=== Extracted text ===

This package is thanks to the amazing work done by many people in the open 
source community. Beyond the many people working on the pipeline of R, thanks 
should go to the plotly team, and especially to Carson Sievert and others 
working on the R package of plotly. Also, many of the design elements were 
inspired by the work done on heatmap, heatmap.2 and d3heatmap, so special 
thanks goes to the R core team, Gregory R. Warnes, and Joe Cheng from RStudio. 
The dendrogram side of the package is based on the work in dendextend, in which
special thanks should go to Andrie de Vries for his original work on the 
ggdendro package was the first to bring dendrograms to ggplot2 (this later 
evolved into the richer ggdend objects, as implemented in dendextend).

=== Given records ===

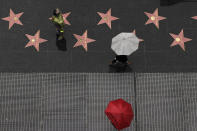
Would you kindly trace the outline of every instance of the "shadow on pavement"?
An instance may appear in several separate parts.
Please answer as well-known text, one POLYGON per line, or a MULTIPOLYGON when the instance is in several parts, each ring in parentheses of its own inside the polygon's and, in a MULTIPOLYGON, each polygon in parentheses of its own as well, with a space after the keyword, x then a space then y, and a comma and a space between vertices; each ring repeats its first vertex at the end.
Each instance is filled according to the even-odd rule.
POLYGON ((112 67, 109 66, 109 73, 124 73, 124 72, 132 72, 132 68, 130 66, 126 66, 126 67, 121 67, 121 66, 117 66, 117 67, 112 67))

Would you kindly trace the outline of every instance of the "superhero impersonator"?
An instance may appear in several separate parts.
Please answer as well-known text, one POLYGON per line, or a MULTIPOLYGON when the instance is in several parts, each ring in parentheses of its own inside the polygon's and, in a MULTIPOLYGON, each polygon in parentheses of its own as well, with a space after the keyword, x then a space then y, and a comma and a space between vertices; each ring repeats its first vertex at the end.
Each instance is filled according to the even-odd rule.
POLYGON ((64 19, 62 16, 62 13, 60 9, 55 9, 53 11, 53 16, 52 16, 52 22, 54 23, 56 27, 56 36, 58 40, 61 40, 64 38, 64 19))

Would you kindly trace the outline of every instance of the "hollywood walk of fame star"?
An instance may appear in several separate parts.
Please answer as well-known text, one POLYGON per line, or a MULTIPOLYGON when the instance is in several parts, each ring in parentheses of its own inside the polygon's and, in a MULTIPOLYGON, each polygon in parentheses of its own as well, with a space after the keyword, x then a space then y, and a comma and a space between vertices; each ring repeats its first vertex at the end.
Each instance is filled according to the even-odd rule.
POLYGON ((172 33, 170 33, 170 35, 174 38, 174 41, 170 46, 172 47, 172 46, 179 45, 184 51, 185 51, 185 44, 184 43, 192 40, 190 38, 184 37, 183 29, 181 30, 179 35, 175 35, 172 33))
POLYGON ((111 29, 111 22, 114 21, 114 20, 119 19, 117 17, 111 16, 111 9, 109 9, 106 14, 100 13, 100 12, 97 12, 97 13, 102 18, 99 21, 98 25, 106 23, 110 29, 111 29))
POLYGON ((45 39, 40 38, 40 30, 38 30, 34 36, 28 34, 25 35, 29 39, 29 42, 27 43, 25 48, 29 46, 34 46, 36 50, 39 51, 39 44, 47 41, 45 39))
POLYGON ((197 20, 197 16, 193 16, 192 19, 197 20))
POLYGON ((148 21, 146 22, 146 25, 147 24, 155 24, 155 26, 159 29, 159 21, 160 20, 164 20, 166 19, 166 17, 162 17, 162 16, 159 16, 158 15, 158 8, 154 11, 153 14, 151 13, 148 13, 148 12, 144 12, 147 16, 148 16, 148 21))
MULTIPOLYGON (((70 14, 71 14, 71 12, 63 13, 63 14, 62 14, 63 19, 64 19, 64 24, 71 25, 70 22, 67 20, 67 17, 68 17, 70 14)), ((52 17, 50 17, 49 20, 52 20, 52 17)))
POLYGON ((85 31, 85 33, 82 36, 76 35, 76 34, 73 34, 73 35, 77 39, 77 43, 74 45, 74 47, 83 46, 86 51, 88 51, 87 44, 96 41, 96 40, 88 38, 88 31, 87 30, 85 31))
POLYGON ((19 18, 23 15, 24 12, 15 14, 12 9, 10 9, 10 16, 2 18, 2 20, 9 21, 9 29, 14 25, 14 24, 19 24, 23 25, 19 18))
MULTIPOLYGON (((136 35, 136 30, 133 30, 132 33, 136 35)), ((144 41, 143 39, 140 39, 140 38, 138 38, 138 39, 139 39, 140 42, 143 42, 144 41)))

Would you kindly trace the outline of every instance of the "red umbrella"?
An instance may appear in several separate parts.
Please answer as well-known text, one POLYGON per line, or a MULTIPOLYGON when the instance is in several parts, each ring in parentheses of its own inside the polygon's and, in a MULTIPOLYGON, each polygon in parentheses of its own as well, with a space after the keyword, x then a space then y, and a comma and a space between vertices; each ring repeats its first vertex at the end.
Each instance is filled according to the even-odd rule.
POLYGON ((105 110, 105 114, 118 130, 129 127, 134 117, 131 104, 123 99, 111 101, 105 110))

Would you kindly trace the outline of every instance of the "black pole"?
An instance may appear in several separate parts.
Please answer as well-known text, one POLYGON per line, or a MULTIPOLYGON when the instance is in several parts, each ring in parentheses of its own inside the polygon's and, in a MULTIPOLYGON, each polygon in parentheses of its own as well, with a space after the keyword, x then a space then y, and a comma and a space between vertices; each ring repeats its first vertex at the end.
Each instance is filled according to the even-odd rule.
POLYGON ((137 131, 137 92, 136 92, 136 73, 134 72, 134 97, 135 97, 135 130, 137 131))
POLYGON ((183 2, 184 0, 160 0, 160 5, 161 6, 170 6, 174 5, 180 2, 183 2))

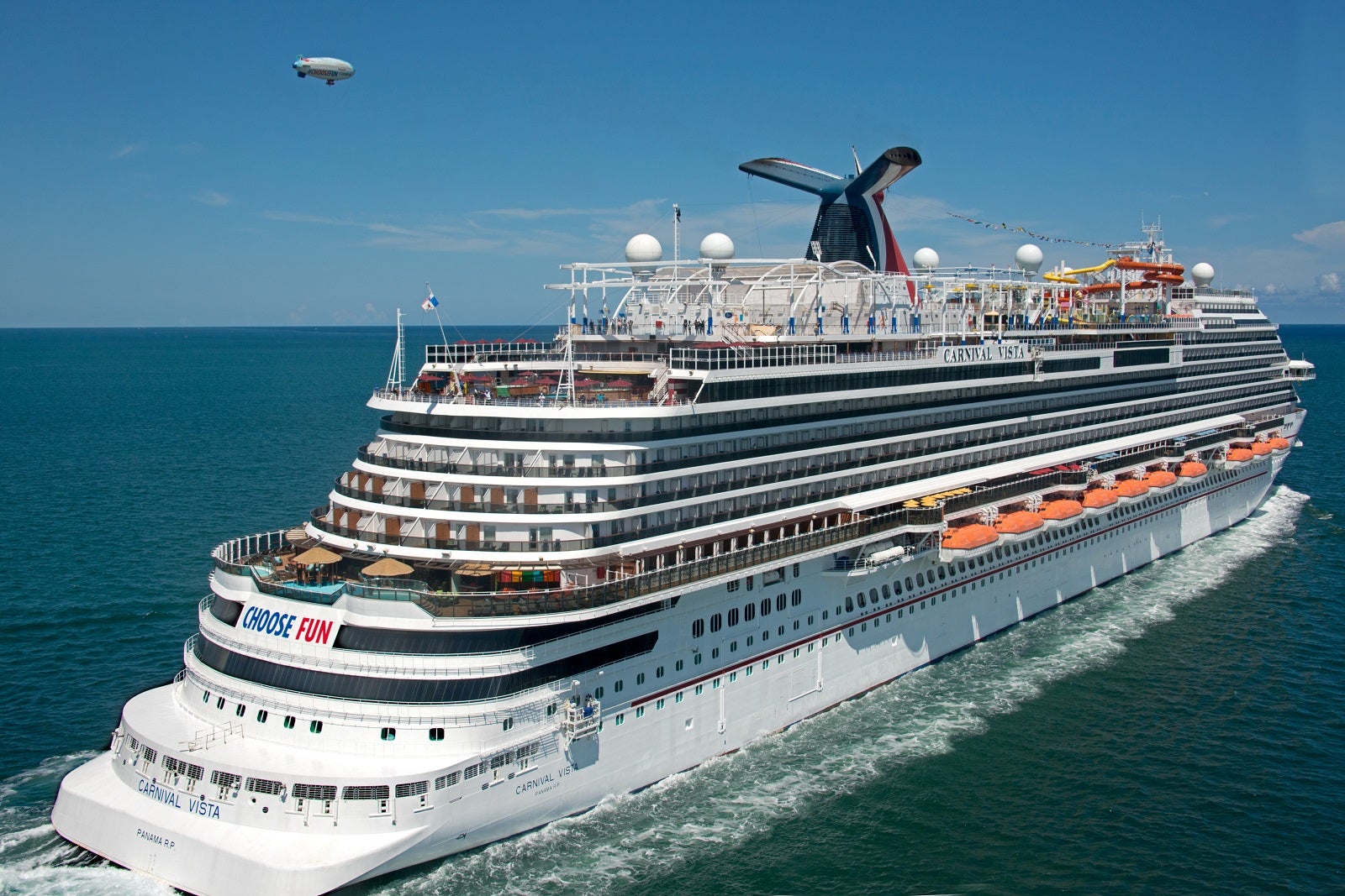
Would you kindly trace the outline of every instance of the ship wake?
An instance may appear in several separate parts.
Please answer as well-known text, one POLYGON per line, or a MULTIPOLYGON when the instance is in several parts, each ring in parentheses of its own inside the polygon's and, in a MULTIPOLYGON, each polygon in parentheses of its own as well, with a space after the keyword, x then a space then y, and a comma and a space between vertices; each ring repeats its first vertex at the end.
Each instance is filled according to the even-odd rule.
MULTIPOLYGON (((1114 662, 1130 641, 1284 543, 1307 500, 1279 486, 1228 532, 737 754, 350 892, 619 893, 667 884, 679 866, 732 864, 777 823, 877 779, 920 774, 920 763, 955 750, 1052 682, 1114 662)), ((62 776, 93 755, 52 758, 0 783, 0 893, 174 892, 67 844, 47 821, 62 776)))
POLYGON ((1276 488, 1247 521, 943 662, 594 810, 375 881, 370 896, 677 889, 678 868, 738 861, 752 838, 876 779, 919 774, 1052 682, 1216 591, 1294 531, 1307 496, 1276 488))

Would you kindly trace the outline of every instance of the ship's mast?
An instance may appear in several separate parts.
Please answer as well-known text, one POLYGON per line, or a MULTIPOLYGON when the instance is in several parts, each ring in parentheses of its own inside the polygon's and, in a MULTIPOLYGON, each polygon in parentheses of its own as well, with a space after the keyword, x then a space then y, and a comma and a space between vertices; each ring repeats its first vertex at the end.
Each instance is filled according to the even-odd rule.
POLYGON ((397 309, 397 348, 393 349, 393 365, 387 368, 387 391, 401 391, 406 376, 406 333, 402 330, 402 309, 397 309))

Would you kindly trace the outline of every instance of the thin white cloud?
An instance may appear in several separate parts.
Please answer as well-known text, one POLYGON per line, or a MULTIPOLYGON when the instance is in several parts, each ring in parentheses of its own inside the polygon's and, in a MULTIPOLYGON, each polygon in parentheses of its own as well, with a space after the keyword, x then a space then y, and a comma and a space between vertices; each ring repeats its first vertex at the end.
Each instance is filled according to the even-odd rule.
POLYGON ((495 215, 499 218, 518 218, 521 220, 539 220, 542 218, 629 218, 648 216, 655 214, 664 199, 642 199, 619 208, 486 208, 477 215, 495 215))
POLYGON ((1219 230, 1220 227, 1228 227, 1229 224, 1233 224, 1240 220, 1251 220, 1251 218, 1252 218, 1251 215, 1245 214, 1210 215, 1209 218, 1205 219, 1205 223, 1209 224, 1212 230, 1219 230))
MULTIPOLYGON (((908 254, 916 239, 933 239, 950 250, 1005 239, 1003 234, 982 232, 981 228, 967 227, 948 218, 943 214, 946 207, 935 199, 889 203, 888 216, 908 254), (911 218, 920 220, 911 222, 911 218), (942 235, 925 232, 929 230, 940 231, 942 235), (916 236, 916 231, 924 235, 916 236), (908 247, 908 242, 912 246, 908 247)), ((733 239, 740 258, 799 258, 806 250, 815 215, 815 201, 683 204, 679 251, 682 258, 694 258, 699 240, 706 234, 718 231, 733 239)), ((367 238, 364 244, 373 247, 572 259, 617 259, 631 236, 650 232, 663 243, 664 258, 672 257, 672 206, 666 199, 642 199, 628 206, 593 208, 486 208, 451 219, 421 222, 394 218, 363 220, 284 210, 265 211, 262 218, 362 231, 367 238)), ((952 255, 962 263, 963 251, 952 251, 952 255)), ((968 255, 979 257, 976 253, 968 255)), ((1009 249, 1006 258, 1011 255, 1013 249, 1009 249)))
POLYGON ((234 201, 231 196, 215 192, 214 189, 198 189, 192 199, 202 206, 227 206, 234 201))
POLYGON ((124 144, 113 149, 112 154, 108 156, 108 159, 125 159, 126 156, 134 156, 139 152, 144 152, 144 149, 145 149, 144 141, 124 144))
POLYGON ((1329 224, 1318 224, 1310 230, 1301 230, 1294 234, 1294 239, 1322 249, 1345 246, 1345 220, 1333 220, 1329 224))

===

§ Set exercise 1: Reproduce the stretch of the acknowledgments from "The dendrogram side" through "implemented in dendextend).".
§ Set exercise 2: Pull out every line of the listing that contains the string "ship".

§ Correct result 1:
The dendrogram side of the package is based on the work in dendextend, in which
special thanks should go to Andrie de Vries for his original work on the 
ggdendro package was the first to bring dendrograms to ggplot2 (this later 
evolved into the richer ggdend objects, as implemented in dendextend).

§ Correct result 2:
Would you kindly trace the outline of every instance of the ship wake?
Would you kindly trace the outline of every instance of the ship's mast?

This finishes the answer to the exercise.